## Exercise
Lines containing the word "lamp" are the ones to copy from the records below.

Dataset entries
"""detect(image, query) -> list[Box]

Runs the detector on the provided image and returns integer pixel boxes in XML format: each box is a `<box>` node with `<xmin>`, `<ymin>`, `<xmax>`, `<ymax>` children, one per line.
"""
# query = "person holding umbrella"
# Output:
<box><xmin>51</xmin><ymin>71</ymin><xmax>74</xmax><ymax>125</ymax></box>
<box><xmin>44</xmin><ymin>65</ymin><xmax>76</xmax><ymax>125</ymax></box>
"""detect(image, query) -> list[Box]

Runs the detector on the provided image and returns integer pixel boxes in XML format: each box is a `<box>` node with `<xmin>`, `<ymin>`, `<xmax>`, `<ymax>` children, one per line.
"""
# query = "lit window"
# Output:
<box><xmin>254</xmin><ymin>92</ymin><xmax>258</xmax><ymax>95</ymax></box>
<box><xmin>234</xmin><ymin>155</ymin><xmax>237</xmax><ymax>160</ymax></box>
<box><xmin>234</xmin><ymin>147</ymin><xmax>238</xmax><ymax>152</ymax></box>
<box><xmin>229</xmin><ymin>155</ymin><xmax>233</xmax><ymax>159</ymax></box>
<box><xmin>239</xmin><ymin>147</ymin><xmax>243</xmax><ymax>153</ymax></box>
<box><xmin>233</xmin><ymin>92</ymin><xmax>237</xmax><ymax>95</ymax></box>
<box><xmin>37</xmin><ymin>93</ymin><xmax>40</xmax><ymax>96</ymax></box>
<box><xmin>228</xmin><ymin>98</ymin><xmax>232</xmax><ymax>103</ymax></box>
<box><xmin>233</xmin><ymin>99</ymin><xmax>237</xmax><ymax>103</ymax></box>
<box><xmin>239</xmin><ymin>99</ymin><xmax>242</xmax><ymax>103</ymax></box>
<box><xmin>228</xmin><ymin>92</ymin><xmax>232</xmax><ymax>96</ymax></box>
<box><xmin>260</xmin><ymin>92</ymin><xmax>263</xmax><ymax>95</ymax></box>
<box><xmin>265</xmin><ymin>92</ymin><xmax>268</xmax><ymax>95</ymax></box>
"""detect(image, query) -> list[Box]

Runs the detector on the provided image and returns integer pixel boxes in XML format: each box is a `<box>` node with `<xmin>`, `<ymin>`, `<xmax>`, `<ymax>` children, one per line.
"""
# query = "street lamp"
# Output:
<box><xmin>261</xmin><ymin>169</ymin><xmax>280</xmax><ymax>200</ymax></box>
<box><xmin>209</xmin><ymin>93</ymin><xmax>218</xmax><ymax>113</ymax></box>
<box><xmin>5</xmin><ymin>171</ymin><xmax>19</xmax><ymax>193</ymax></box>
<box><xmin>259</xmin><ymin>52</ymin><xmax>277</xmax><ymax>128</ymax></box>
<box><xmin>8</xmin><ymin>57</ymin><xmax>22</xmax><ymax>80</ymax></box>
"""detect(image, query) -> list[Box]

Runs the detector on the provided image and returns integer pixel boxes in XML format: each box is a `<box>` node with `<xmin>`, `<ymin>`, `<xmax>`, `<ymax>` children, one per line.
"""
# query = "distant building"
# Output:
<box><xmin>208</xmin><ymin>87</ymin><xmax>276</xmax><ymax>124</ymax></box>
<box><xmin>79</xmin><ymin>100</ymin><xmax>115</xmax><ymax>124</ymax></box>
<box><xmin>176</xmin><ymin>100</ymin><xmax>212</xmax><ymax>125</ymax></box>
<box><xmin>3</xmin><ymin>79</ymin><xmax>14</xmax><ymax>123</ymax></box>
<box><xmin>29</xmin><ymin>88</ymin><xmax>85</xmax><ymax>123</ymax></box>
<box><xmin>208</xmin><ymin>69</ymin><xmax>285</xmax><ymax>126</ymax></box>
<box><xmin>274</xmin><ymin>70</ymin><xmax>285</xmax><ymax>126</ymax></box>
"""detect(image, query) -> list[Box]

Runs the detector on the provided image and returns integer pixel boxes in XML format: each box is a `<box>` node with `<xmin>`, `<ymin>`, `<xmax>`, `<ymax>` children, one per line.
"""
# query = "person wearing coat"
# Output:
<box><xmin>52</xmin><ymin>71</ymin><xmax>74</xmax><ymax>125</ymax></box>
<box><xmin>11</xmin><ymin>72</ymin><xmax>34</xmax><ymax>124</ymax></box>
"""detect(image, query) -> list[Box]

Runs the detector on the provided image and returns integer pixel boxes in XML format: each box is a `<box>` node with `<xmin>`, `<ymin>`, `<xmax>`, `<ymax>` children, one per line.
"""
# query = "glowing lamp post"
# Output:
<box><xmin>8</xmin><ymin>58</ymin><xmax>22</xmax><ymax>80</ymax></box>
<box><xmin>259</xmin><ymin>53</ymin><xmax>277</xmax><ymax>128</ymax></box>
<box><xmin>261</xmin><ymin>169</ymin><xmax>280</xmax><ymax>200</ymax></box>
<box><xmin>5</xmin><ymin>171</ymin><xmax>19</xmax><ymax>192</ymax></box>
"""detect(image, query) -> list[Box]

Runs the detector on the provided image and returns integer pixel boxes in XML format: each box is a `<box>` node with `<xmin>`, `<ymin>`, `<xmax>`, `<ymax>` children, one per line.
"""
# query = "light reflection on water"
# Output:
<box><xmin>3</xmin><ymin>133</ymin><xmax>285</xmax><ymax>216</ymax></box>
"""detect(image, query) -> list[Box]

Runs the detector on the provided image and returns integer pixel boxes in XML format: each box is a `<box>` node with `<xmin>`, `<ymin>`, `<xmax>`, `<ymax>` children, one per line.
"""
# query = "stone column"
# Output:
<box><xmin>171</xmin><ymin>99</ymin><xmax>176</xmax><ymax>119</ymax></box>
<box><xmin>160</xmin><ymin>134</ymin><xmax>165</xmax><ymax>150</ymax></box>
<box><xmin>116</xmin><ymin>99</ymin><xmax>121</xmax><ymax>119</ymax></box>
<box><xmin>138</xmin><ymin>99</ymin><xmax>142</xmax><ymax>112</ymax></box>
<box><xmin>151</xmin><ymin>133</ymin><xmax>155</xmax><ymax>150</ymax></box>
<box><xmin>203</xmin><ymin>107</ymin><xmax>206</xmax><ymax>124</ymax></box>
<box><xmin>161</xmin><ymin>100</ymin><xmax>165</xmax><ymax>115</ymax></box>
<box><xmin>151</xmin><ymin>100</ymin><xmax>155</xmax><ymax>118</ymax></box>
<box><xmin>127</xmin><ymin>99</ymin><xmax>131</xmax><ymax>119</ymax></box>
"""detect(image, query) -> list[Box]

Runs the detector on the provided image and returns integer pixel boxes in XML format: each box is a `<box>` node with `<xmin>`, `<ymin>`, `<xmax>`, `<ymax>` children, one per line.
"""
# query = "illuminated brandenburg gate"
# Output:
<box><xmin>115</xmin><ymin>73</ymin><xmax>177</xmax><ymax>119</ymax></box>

## Completed task
# query = "street lamp"
# query = "glowing lamp post"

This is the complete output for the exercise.